- EXERCISE MATERIALS -

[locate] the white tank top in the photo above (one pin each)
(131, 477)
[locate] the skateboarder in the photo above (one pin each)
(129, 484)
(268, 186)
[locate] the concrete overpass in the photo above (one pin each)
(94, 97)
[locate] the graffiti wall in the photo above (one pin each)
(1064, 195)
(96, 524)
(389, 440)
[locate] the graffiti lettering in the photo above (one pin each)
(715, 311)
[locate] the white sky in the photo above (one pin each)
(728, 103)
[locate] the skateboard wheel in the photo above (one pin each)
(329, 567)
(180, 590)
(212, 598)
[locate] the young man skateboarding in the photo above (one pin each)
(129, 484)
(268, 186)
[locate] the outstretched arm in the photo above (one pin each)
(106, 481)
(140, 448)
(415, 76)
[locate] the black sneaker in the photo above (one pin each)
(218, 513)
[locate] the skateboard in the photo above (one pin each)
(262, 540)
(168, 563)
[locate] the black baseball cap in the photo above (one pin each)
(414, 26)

- PROBLEM STATEMENT -
Can you rewrite all the entries above, changing every "graffiti" to "spray-painted" and leaving everything else as it is?

- RESULT BELOW -
[locate] the white tank top in the photo above (one pin each)
(131, 477)
[locate] the skateboarder in the photo above (one pin each)
(129, 484)
(268, 186)
[locate] the concrete overpass in the photo above (one pin each)
(94, 97)
[locate] the spray-painted wall in the photo above (one pin each)
(1064, 195)
(96, 524)
(389, 440)
[locate] the spray-painted lettering in the photo above (one pin each)
(715, 311)
[locate] the white sky in the photo above (one pin each)
(728, 103)
[locate] the skateboard wheel in the photo above (one pin each)
(329, 567)
(180, 590)
(212, 598)
[locate] the young man skateboarding in the photo above (one pin each)
(129, 484)
(268, 186)
[locate] the outstretched arm in the photo above (one pin each)
(106, 481)
(140, 448)
(415, 76)
[locate] the black sneaker in the photo above (one pin each)
(218, 513)
[locate] the skateboard in the photo above (one pin each)
(262, 540)
(168, 563)
[locate] the black baseball cap in the photo above (one pin each)
(414, 26)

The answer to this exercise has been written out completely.